_PAGE EXTRACT_:
+---+

Kyle McAllister (born 21 January 1999) is a Scottish footballer who plays for Forest Green Rovers, as a midfielder or forward. He came through the youth system at St Mirren, and after moving to England to play for Derby County, he returned to St Mirren on loan in January 2019, and on a permanent basis in August 2019. McAllister has also represented Scotland at under-17 and under-21 level.

Career
McAllister, who attended Renfrew High School, began his career with Scottish Championship club St Mirren, making his first team debut on 13 February 2016, coming on as a second-half substitute in 1–0 defeat against Queen of the South. His first full start for the side came the following week, when the Saints defeated relegation threatened Dumbarton 1–0.

During the 2016–17 season, McAllister made 14 appearances for St Mirren, scoring his first goal in a Scottish Cup match against Lowland League side Spartans, described as "ferocious shot" following a run from his own half. After interest from a number of English clubs, he signed for English Championship side Derby County on 27 January 2017 for an undisclosed fee, reported to be £225,000.

+---+

_GIVEN EXERCISE_:
Reproduce the stretch of the Kyle McAllister biography from "Kyle McAllister (born" through "threatened Dumbarton 1–0.".

+---+

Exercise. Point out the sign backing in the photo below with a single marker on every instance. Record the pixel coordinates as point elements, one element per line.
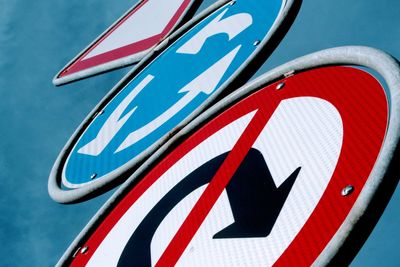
<point>256,176</point>
<point>166,91</point>
<point>127,41</point>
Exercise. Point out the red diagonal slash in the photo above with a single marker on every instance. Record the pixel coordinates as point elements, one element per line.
<point>217,185</point>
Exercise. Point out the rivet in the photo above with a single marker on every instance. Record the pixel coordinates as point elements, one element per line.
<point>347,190</point>
<point>76,252</point>
<point>84,250</point>
<point>280,86</point>
<point>288,74</point>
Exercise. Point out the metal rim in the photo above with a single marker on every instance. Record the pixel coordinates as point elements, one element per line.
<point>373,59</point>
<point>287,14</point>
<point>121,62</point>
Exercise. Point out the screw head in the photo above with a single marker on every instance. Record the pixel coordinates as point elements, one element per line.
<point>84,250</point>
<point>348,190</point>
<point>280,86</point>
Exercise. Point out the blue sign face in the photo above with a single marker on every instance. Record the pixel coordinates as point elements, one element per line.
<point>170,89</point>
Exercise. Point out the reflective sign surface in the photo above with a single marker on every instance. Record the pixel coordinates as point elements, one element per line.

+---+

_WRITTEN ANSWER_:
Kyle McAllister (born 21 January 1999) is a Scottish footballer who plays for Forest Green Rovers, as a midfielder or forward. He came through the youth system at St Mirren, and after moving to England to play for Derby County, he returned to St Mirren on loan in January 2019, and on a permanent basis in August 2019. McAllister has also represented Scotland at under-17 and under-21 level.

Career
McAllister, who attended Renfrew High School, began his career with Scottish Championship club St Mirren, making his first team debut on 13 February 2016, coming on as a second-half substitute in 1–0 defeat against Queen of the South. His first full start for the side came the following week, when the Saints defeated relegation threatened Dumbarton 1–0.